REQUEST -> Copy out every entry below word for word, leaving out the pictures.

Coordinate labeling data ->

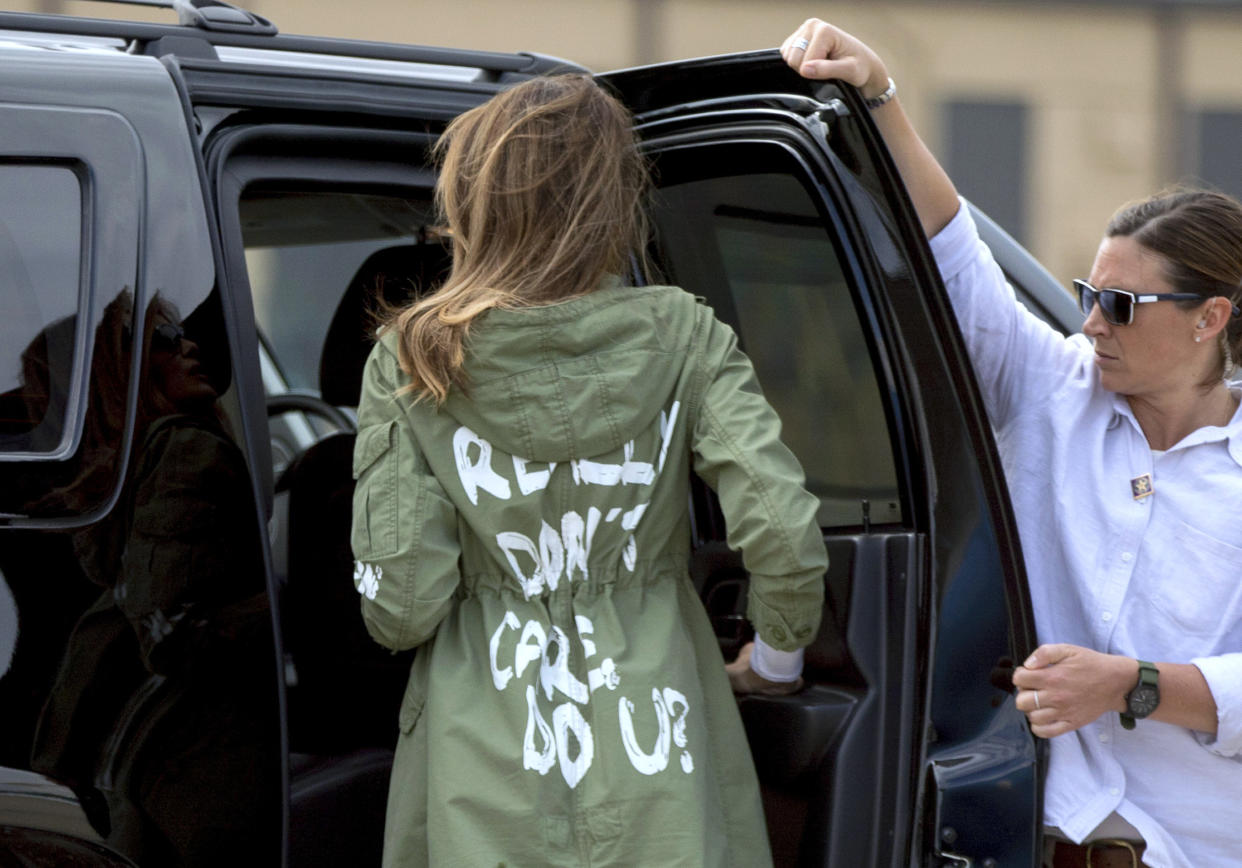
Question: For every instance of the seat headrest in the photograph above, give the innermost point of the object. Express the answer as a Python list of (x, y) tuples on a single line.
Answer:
[(395, 275)]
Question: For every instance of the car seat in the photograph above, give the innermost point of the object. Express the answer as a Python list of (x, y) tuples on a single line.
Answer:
[(344, 689)]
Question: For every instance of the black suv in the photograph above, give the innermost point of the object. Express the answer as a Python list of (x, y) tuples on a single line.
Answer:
[(198, 226)]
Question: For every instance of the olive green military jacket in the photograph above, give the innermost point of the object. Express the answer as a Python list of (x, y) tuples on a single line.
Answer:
[(568, 704)]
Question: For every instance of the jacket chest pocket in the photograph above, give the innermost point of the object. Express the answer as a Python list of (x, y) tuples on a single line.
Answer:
[(376, 508)]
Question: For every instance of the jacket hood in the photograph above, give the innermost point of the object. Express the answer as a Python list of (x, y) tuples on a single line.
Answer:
[(576, 379)]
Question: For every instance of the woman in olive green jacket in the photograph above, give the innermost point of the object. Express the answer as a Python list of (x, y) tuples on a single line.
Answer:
[(525, 441)]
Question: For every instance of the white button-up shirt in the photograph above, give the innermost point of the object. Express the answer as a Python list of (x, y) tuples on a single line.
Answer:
[(1156, 578)]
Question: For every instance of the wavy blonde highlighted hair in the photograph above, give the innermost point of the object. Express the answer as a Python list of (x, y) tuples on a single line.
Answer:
[(542, 193)]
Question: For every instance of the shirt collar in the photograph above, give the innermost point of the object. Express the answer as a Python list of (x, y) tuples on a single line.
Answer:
[(1231, 432)]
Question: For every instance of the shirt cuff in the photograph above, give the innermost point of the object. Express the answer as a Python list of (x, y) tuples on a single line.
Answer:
[(955, 246), (1223, 677), (775, 666)]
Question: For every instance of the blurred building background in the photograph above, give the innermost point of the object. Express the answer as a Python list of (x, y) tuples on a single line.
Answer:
[(1048, 113)]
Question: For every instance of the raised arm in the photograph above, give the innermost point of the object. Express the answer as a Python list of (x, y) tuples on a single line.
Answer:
[(831, 52)]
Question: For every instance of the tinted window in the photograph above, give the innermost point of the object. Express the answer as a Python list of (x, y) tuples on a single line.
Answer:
[(40, 240), (755, 247), (302, 251)]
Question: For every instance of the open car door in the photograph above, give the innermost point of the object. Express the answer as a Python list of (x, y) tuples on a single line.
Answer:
[(778, 204)]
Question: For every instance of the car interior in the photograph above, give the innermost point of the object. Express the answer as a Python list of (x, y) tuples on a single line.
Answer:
[(324, 257)]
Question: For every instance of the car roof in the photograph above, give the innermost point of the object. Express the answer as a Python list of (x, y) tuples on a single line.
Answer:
[(215, 30)]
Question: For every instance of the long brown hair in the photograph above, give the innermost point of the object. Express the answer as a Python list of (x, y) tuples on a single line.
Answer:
[(1199, 236), (542, 193)]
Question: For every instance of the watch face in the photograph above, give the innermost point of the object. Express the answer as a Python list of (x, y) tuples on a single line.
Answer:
[(1144, 700)]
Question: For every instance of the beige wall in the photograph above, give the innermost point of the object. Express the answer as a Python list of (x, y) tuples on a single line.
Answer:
[(1103, 117)]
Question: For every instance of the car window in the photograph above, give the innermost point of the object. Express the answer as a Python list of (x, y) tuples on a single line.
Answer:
[(40, 240), (754, 245), (302, 250)]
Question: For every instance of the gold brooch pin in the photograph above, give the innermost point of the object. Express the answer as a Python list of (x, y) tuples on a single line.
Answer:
[(1140, 486)]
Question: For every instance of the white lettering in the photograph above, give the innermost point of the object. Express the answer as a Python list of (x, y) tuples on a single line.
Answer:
[(568, 720), (645, 763), (666, 432), (513, 544), (588, 472), (636, 472), (578, 538), (585, 628), (555, 674), (540, 760), (552, 555), (672, 699), (501, 677), (530, 481), (476, 474), (367, 579), (527, 651)]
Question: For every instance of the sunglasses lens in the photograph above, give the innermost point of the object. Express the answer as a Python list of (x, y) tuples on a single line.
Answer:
[(1086, 297), (167, 338), (1115, 307)]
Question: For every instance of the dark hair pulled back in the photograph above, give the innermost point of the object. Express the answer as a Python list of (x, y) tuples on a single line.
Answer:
[(1199, 236)]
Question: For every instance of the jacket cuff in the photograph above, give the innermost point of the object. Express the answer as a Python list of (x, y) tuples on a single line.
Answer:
[(785, 610), (775, 666), (954, 247), (1223, 677)]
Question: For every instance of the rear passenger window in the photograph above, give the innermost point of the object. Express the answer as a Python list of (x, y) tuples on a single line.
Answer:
[(754, 245), (40, 240)]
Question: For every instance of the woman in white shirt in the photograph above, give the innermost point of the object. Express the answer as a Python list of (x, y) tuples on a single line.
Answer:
[(1123, 451)]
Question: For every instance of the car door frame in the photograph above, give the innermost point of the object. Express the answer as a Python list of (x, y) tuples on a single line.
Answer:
[(948, 463)]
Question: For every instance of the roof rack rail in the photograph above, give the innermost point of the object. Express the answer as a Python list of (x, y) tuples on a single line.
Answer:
[(497, 65), (211, 15)]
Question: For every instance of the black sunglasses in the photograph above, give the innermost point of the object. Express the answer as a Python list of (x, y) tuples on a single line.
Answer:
[(168, 338), (1118, 304)]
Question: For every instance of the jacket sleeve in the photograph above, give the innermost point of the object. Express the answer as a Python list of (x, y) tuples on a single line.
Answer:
[(405, 528), (770, 517), (1019, 359)]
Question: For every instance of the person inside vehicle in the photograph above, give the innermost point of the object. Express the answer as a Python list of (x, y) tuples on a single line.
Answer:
[(158, 705), (1123, 451), (525, 441)]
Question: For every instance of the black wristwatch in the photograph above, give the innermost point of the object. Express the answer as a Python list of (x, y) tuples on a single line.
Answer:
[(1143, 699)]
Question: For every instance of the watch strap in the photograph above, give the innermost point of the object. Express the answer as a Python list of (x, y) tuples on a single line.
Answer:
[(1149, 676)]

ANSWER TO THIS EXERCISE ->
Question: For every instance of the seat headrest in the photograph above, give the innermost point of the object. Express the answer as a Python list of (x, y) tuples on a single line.
Answer:
[(395, 275)]
Question: For every instance of the car seat in the photograph above, give the innermost point of the object. Express the answer as a Python list of (x, y) tuples on a single line.
Answer:
[(344, 689)]
Question: For every instance of the black suv in the photograph above, give the innermost point of the object. Express the answer as a Python list of (x, y) tuples on a single line.
Answer:
[(198, 226)]
Question: For every instance of the olive green military jacket in the photograph above, give the innermost point of the object. Express the answer as a Python list of (x, y) tuples on a single line.
Answer:
[(568, 704)]
Question: For every instance of the jacket chest pocket in the photograph above, give the innermost point of the object. Express the answer as a Python list of (x, y) tuples on a single line.
Answer:
[(376, 508)]
Question: For every instance of the jacket hood in the photograph above, give the innermost point of the object. Express the answer as a Python list of (x, y) tuples on a single line.
Answer:
[(576, 379)]
Question: For every instance of the woman in olive green jacket in the photograph above, give the innermost point of the object. Express the answer as a Python list of (x, y) tuples on a single line.
Answer:
[(525, 441)]
Question: For every instance of the white button-up shirt in the photograph above, give the innermost point of the object. Express the answer as a Python list of (x, y) tuples on a single line.
Answer:
[(1156, 578)]
Question: For every instance of the wavy blonde highlighted hair in the photograph above, give the innermost point of the object. Express the answer as a Python list of (x, y) tuples on a single line.
Answer:
[(542, 193)]
Question: For every instance of the shirt collar in the photograph above, give the innermost point of the object. Express the answer as a Python list of (x, y) tuples on a single line.
Answer:
[(1231, 432)]
Question: For every instance of the shirt cuff in the photograph above, give the innermost point of the object. Express the answer as a Python list of (x, y) tuples on a single line.
Answer:
[(955, 246), (1223, 677), (775, 666)]
Question: For every instance of the blurred building background in the photograph above, give the innermost point of the object. Express the answer as a Python list of (x, y) tuples on a single line.
Answer:
[(1048, 113)]
Question: For every instance of the raised arm in the photograph above, give the innermost point of the object. Express the answer as a Python list of (x, y) tuples on a single line.
Answer:
[(831, 52)]
Question: For every instance of the tinted window in the photograph above, give the innermost point of the object. Express the answer as a Python list of (x, y) tuples on a single line.
Answer:
[(40, 240), (755, 247), (302, 251)]
Question: For every instance of the open car door in the photograph above, give the innermost point of the object. Express the answer as a Python list of (x, y) tuples on a single line.
Answer:
[(778, 204)]
Question: For every instance of the car interior in the photograph above, give the innermost point of the object. Express the answer as a Python list of (x, y) tuples on a single line.
Answer:
[(324, 257)]
Question: For every instance of the car roof in the photograph above, give the innermost point of the object. Express the answer as a Python list of (x, y) tuples on a single line.
Answer:
[(215, 30)]
Question: For every instance of the long brown hair in the photograph above, give the innermost point of the object. Express the answer as a Python list of (x, y) tuples on a single line.
Answer:
[(1199, 236), (542, 193)]
Question: For every instance of the watch face in the photograph above, give the innermost point of the object. Express the answer as a Python list of (x, y) tuples on a single line.
Answer:
[(1144, 700)]
Question: For every instance of the beige wall in the photograph above, give the innermost point of the object. Express the answer as a Python list of (x, y) tuples on a single line.
Answer:
[(1103, 117)]
Question: For every instance of the car window in the photograph above, give the innermost point of the object. Express the answer as a Python list of (x, y) tuples on a single line.
Answer:
[(40, 240), (754, 245), (302, 250)]
Question: For every instance of the gold brooch pin in the photograph above, give the innermost point of the object. Express the answer as a Python list of (x, y) tuples on a single line.
Answer:
[(1140, 486)]
Question: For every instance of the white lettering in the photograph above, give the innermost point of the object. Express the answer as a Python list of (x, y) tuples on a single line.
Answer:
[(568, 720), (645, 763), (666, 432), (513, 544), (588, 472), (636, 472), (578, 538), (585, 628), (555, 674), (540, 760), (552, 555), (672, 699), (501, 677), (530, 481), (476, 474), (367, 579), (527, 651)]
Question: For every instance of the sunglasses lens in the photograph above, give the innermost point of the object. Express the answer as a Python list of (x, y) tuples on a single line.
Answer:
[(1086, 297), (167, 338), (1115, 307)]
Question: For every instance of the dark hair pulled back in the photograph above, give the innermost point of the object. Express the answer as a Python list of (x, y) tuples on a single line.
Answer:
[(1199, 236)]
Question: For every instance of the jacket cuff in the photograph above, give the innermost point of the object. Express the answer as a Python list of (x, y) tuples on a single line.
Answer:
[(785, 610), (775, 666), (954, 247), (1223, 677)]
Question: For every instance of the rear passenger window in the photograph above, give the innermost point of the object. Express the answer as a Python list of (x, y) tuples on a single line.
Answer:
[(754, 245), (40, 240)]
Question: For every instance of the woman in white shirt in the photograph above, give the innermost point of the object. Express the answer as a Python list of (x, y) tuples on a single line.
Answer:
[(1123, 451)]
Question: For every instance of the car door frame in the photograph above, give the innermost point of the object. Express the answer as a Python list of (x, y) tuples on a single line.
Answer:
[(948, 463)]
Question: For every instance of the roof rack rail in the photograph above, give the innermost point of the object. Express the answer as a Python list of (x, y) tuples on a single line.
Answer:
[(497, 65), (211, 15)]
Question: For every instance of the black sunglasses in the photograph above, give the innermost point of the object. Express the answer as a Python list of (x, y) tuples on a single line.
Answer:
[(168, 338), (1118, 304)]
Question: For every instance of the jacket sleeve in the photograph above, give the innermost point of the object. Express the answer as a Python list of (x, y) tuples on a single line.
Answer:
[(405, 528), (770, 517), (1019, 359)]
Question: For every instance of the person inside vehicle in the photograph above, give the innermost point of the object. Express the answer as a Python list of (x, y) tuples on a single line.
Answer:
[(158, 705), (1123, 451), (525, 441)]
Question: For every instance of the black wristwatch in the photograph above, give the innermost point of the object. Express the answer as a Python list of (x, y) tuples on a single line.
Answer:
[(1143, 699)]
Question: For every instance of the watch strap in the photograph above, give the innermost point of the object. Express the answer as a Python list of (x, y) tuples on a single line.
Answer:
[(1149, 676)]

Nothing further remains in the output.